Set problem: Transcribe the rows verbatim, from the very beginning through the line that contains "844], [571, 830]]", with both of those lines included. Omit the pictures from your transcription.

Supplied entries:
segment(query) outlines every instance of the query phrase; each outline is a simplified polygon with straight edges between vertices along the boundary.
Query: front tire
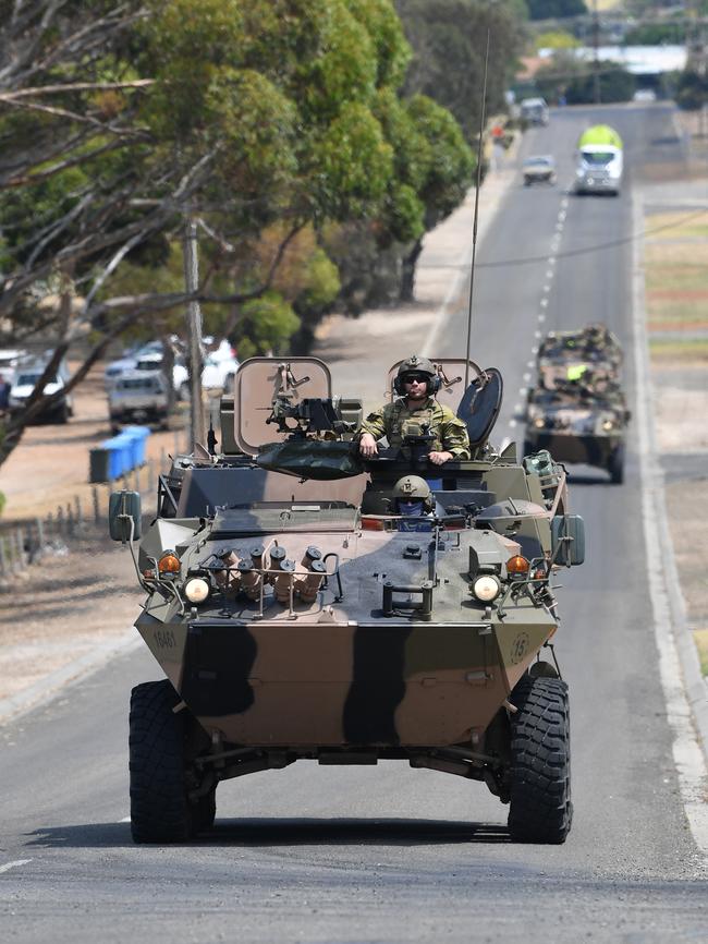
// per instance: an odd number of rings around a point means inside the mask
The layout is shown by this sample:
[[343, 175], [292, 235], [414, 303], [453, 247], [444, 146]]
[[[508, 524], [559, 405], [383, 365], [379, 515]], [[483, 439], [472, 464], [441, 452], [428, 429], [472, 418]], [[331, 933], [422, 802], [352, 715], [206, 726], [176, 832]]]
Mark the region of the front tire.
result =
[[173, 712], [180, 697], [167, 679], [136, 686], [131, 693], [131, 832], [135, 843], [191, 838], [198, 815], [187, 799], [186, 711]]
[[571, 743], [567, 685], [524, 676], [510, 701], [509, 834], [514, 843], [561, 844], [571, 830]]

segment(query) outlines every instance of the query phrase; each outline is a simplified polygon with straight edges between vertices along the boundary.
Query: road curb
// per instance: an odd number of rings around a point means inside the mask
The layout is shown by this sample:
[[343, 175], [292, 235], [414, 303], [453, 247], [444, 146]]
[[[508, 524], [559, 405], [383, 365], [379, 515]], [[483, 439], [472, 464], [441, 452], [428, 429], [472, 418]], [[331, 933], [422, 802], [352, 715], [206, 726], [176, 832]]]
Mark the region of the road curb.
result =
[[17, 721], [22, 715], [27, 714], [36, 707], [40, 707], [50, 701], [60, 689], [69, 688], [88, 678], [88, 676], [102, 668], [111, 658], [137, 649], [141, 643], [142, 639], [133, 630], [130, 636], [121, 639], [119, 642], [111, 641], [110, 643], [106, 643], [87, 655], [73, 659], [68, 665], [52, 671], [16, 694], [0, 700], [0, 727], [8, 724], [8, 722]]

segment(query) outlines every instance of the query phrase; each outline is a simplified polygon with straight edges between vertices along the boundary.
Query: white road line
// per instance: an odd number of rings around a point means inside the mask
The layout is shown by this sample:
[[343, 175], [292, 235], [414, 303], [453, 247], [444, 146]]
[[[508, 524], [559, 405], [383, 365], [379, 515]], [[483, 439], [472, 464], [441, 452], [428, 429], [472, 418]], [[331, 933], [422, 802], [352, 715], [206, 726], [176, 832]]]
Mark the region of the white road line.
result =
[[32, 862], [32, 859], [15, 859], [14, 862], [5, 862], [4, 866], [0, 866], [0, 872], [9, 872], [10, 869], [14, 869], [15, 866], [26, 866], [27, 862]]
[[[634, 195], [634, 232], [644, 226], [643, 203]], [[708, 803], [706, 803], [706, 757], [696, 738], [693, 713], [686, 686], [691, 679], [686, 671], [696, 676], [703, 685], [697, 710], [705, 706], [705, 681], [700, 678], [698, 656], [693, 640], [687, 640], [683, 659], [679, 645], [684, 641], [678, 634], [687, 634], [683, 625], [685, 610], [680, 590], [676, 562], [667, 518], [663, 471], [658, 460], [655, 428], [649, 403], [652, 400], [649, 372], [649, 354], [646, 337], [644, 305], [644, 269], [642, 240], [634, 241], [632, 307], [634, 320], [634, 367], [637, 378], [635, 399], [639, 445], [639, 471], [642, 481], [642, 518], [644, 523], [645, 559], [654, 633], [659, 651], [659, 675], [667, 704], [667, 716], [673, 733], [673, 762], [679, 775], [681, 798], [694, 840], [708, 864]], [[683, 670], [683, 671], [682, 671]], [[693, 688], [693, 686], [692, 686]]]

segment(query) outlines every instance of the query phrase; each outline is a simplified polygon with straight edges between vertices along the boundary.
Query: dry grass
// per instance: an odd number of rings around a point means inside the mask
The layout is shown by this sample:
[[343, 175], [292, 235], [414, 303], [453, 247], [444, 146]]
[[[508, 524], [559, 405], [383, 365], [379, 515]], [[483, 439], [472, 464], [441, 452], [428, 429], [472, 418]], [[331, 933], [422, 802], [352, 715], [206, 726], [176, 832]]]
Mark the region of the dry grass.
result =
[[[708, 327], [708, 210], [651, 214], [645, 230], [656, 233], [645, 244], [649, 331]], [[670, 349], [655, 350], [666, 358]], [[703, 350], [696, 353], [703, 360]], [[686, 356], [684, 349], [681, 358]]]
[[708, 676], [708, 629], [695, 629], [693, 638], [698, 650], [700, 670]]
[[649, 340], [649, 352], [652, 361], [670, 366], [671, 363], [701, 364], [708, 371], [708, 340], [662, 341], [658, 338]]

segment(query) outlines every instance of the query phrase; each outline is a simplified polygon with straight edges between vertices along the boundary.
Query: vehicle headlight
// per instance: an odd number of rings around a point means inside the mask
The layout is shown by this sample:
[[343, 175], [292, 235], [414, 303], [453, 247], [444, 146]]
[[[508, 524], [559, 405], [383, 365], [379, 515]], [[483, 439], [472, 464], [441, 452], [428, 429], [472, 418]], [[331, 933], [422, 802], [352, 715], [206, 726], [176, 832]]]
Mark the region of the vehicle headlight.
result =
[[191, 577], [184, 584], [184, 595], [190, 603], [204, 603], [209, 595], [209, 582], [204, 577]]
[[491, 603], [501, 593], [501, 583], [492, 574], [485, 573], [473, 581], [472, 592], [483, 603]]
[[166, 550], [157, 562], [157, 569], [160, 573], [179, 573], [180, 558], [174, 550]]

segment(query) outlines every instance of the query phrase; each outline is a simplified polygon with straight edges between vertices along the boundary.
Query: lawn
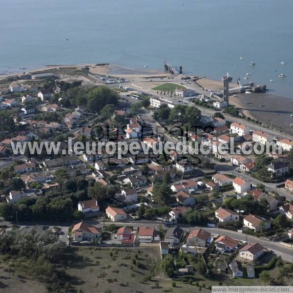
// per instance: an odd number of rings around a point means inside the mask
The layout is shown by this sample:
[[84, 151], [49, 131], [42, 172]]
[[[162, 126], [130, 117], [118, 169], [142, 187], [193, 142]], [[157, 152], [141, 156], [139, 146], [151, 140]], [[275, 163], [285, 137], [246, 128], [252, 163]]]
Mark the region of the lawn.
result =
[[175, 91], [176, 88], [187, 88], [186, 86], [184, 85], [181, 85], [180, 84], [171, 84], [170, 83], [167, 83], [161, 85], [158, 85], [155, 87], [153, 87], [152, 89], [155, 90], [161, 90], [161, 91]]

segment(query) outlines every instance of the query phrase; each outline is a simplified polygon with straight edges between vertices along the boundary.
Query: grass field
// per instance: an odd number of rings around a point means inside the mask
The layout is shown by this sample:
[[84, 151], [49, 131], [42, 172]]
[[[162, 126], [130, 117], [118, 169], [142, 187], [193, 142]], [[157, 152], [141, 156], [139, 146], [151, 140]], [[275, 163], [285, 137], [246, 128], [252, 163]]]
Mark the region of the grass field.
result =
[[180, 85], [180, 84], [176, 84], [167, 83], [167, 84], [161, 84], [161, 85], [158, 85], [158, 86], [153, 87], [153, 88], [152, 88], [152, 89], [154, 89], [155, 90], [169, 90], [175, 91], [175, 90], [176, 88], [187, 88], [186, 87], [186, 86], [184, 86], [184, 85]]

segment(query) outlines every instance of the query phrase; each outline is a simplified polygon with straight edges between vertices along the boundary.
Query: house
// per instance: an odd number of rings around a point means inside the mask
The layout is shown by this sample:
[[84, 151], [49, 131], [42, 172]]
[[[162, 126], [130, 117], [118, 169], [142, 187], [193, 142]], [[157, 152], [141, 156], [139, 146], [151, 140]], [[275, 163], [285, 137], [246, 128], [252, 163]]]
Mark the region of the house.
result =
[[211, 177], [212, 180], [221, 187], [232, 184], [233, 179], [224, 174], [215, 174]]
[[233, 260], [230, 265], [229, 267], [232, 271], [233, 276], [234, 277], [242, 277], [243, 276], [243, 269], [242, 265], [237, 260]]
[[251, 184], [240, 177], [236, 177], [232, 181], [233, 188], [237, 193], [242, 193], [251, 189]]
[[102, 236], [102, 228], [95, 227], [85, 222], [75, 225], [72, 231], [74, 241], [79, 242], [99, 238]]
[[53, 104], [43, 106], [42, 109], [44, 112], [57, 112], [61, 109], [61, 107], [57, 104]]
[[251, 173], [257, 170], [257, 167], [254, 162], [249, 162], [248, 163], [244, 163], [240, 165], [240, 169], [242, 170], [244, 173]]
[[121, 194], [125, 198], [125, 201], [131, 203], [137, 202], [137, 192], [134, 188], [123, 190]]
[[245, 134], [249, 134], [249, 128], [243, 124], [233, 122], [230, 126], [230, 131], [231, 133], [235, 133], [239, 136]]
[[[229, 236], [222, 235], [215, 241], [215, 244], [218, 250], [224, 252], [226, 251], [230, 251], [237, 249], [238, 243], [238, 241]], [[222, 245], [219, 245], [219, 244]]]
[[291, 191], [293, 191], [293, 181], [287, 179], [285, 182], [285, 188]]
[[26, 172], [32, 172], [35, 169], [35, 164], [32, 163], [27, 163], [21, 165], [14, 166], [15, 172], [18, 174], [25, 173]]
[[268, 170], [272, 172], [277, 177], [284, 176], [285, 173], [289, 170], [289, 163], [279, 160], [272, 161], [271, 164], [267, 166]]
[[288, 219], [293, 219], [293, 205], [289, 203], [279, 208], [280, 212], [285, 215]]
[[171, 209], [169, 215], [171, 220], [176, 221], [182, 217], [183, 214], [186, 212], [190, 208], [186, 207], [177, 207]]
[[29, 175], [22, 175], [20, 177], [28, 186], [32, 183], [43, 183], [46, 181], [50, 182], [54, 176], [46, 172], [40, 172]]
[[188, 245], [205, 247], [207, 244], [211, 242], [211, 234], [202, 229], [191, 230], [187, 239]]
[[254, 232], [258, 232], [262, 229], [267, 230], [271, 228], [271, 223], [259, 216], [250, 214], [243, 219], [243, 225]]
[[18, 102], [15, 100], [15, 99], [10, 99], [9, 100], [6, 100], [2, 102], [2, 104], [5, 105], [8, 107], [16, 107], [18, 105]]
[[171, 190], [174, 192], [180, 191], [190, 192], [198, 189], [197, 181], [186, 181], [181, 184], [173, 184], [171, 186]]
[[212, 105], [215, 108], [226, 108], [228, 105], [227, 102], [224, 101], [214, 102]]
[[175, 226], [167, 230], [165, 241], [167, 242], [169, 247], [173, 247], [180, 243], [184, 234], [184, 231], [181, 228]]
[[21, 97], [21, 103], [23, 103], [25, 102], [32, 103], [32, 102], [34, 102], [34, 98], [30, 95], [24, 95]]
[[6, 197], [6, 200], [9, 203], [15, 204], [21, 198], [37, 198], [38, 195], [42, 195], [42, 192], [40, 189], [34, 188], [11, 191], [9, 192], [9, 195]]
[[40, 98], [42, 101], [45, 101], [53, 97], [53, 91], [51, 88], [41, 89], [38, 93], [38, 97]]
[[280, 140], [279, 145], [283, 150], [290, 151], [293, 147], [293, 141], [291, 141], [287, 138], [283, 138]]
[[195, 96], [196, 92], [193, 89], [190, 88], [176, 88], [175, 94], [179, 97], [189, 97]]
[[169, 253], [169, 246], [168, 245], [168, 243], [165, 241], [160, 241], [160, 250], [161, 251], [161, 257], [163, 257], [163, 255], [168, 254]]
[[100, 211], [98, 202], [95, 199], [90, 199], [80, 201], [78, 205], [78, 209], [83, 214], [95, 213]]
[[195, 200], [189, 194], [186, 193], [184, 191], [180, 190], [174, 195], [178, 203], [183, 205], [183, 206], [190, 206], [195, 203]]
[[132, 229], [130, 227], [124, 227], [119, 228], [117, 231], [117, 237], [118, 240], [130, 239], [132, 233]]
[[267, 143], [272, 142], [272, 136], [266, 132], [254, 130], [252, 133], [252, 141], [255, 143], [260, 143], [265, 145]]
[[264, 253], [264, 248], [259, 243], [247, 244], [239, 251], [239, 256], [242, 258], [254, 261]]
[[258, 198], [259, 201], [262, 199], [265, 199], [268, 202], [268, 209], [267, 210], [268, 212], [278, 209], [279, 202], [272, 195], [264, 193], [259, 196]]
[[252, 265], [248, 265], [246, 266], [246, 270], [247, 271], [247, 277], [254, 278], [255, 276], [254, 272], [254, 267]]
[[127, 219], [127, 214], [118, 208], [108, 207], [105, 211], [107, 217], [113, 222], [119, 222]]
[[239, 215], [237, 213], [229, 209], [220, 208], [215, 212], [216, 218], [221, 223], [237, 221], [239, 220]]
[[206, 187], [210, 190], [215, 190], [220, 188], [220, 186], [212, 181], [209, 181], [206, 183]]
[[160, 240], [160, 236], [155, 233], [154, 227], [139, 227], [138, 241], [140, 242], [151, 242], [153, 240]]
[[244, 164], [245, 163], [249, 163], [251, 162], [251, 160], [248, 158], [243, 157], [243, 156], [240, 156], [240, 155], [234, 155], [232, 156], [231, 158], [231, 162], [233, 165], [237, 165], [238, 166]]
[[193, 166], [187, 161], [182, 160], [176, 162], [176, 168], [183, 173], [191, 172], [193, 169]]
[[9, 90], [11, 92], [21, 92], [23, 90], [22, 84], [20, 84], [17, 83], [13, 83], [9, 86]]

Solution to the exercise:
segment(query) outlines every instance of the query phrase; each outline is a simplified polygon with straight edges between vertices along the boundary.
Query: front tire
// per instance: an odd number of rings around a point means inside the mask
The layout is shown by this sample:
[[343, 175], [292, 235], [414, 303], [453, 247], [444, 146]]
[[[508, 524], [559, 405], [383, 365], [379, 515]], [[483, 439], [472, 464], [441, 452], [428, 429], [472, 418]], [[331, 933], [422, 802], [352, 715], [206, 726], [176, 832]]]
Mark the region of the front tire.
result =
[[173, 712], [180, 697], [167, 679], [136, 686], [131, 693], [131, 832], [135, 843], [191, 838], [198, 815], [187, 799], [186, 711]]
[[571, 743], [567, 685], [524, 676], [510, 701], [509, 834], [514, 843], [561, 844], [571, 830]]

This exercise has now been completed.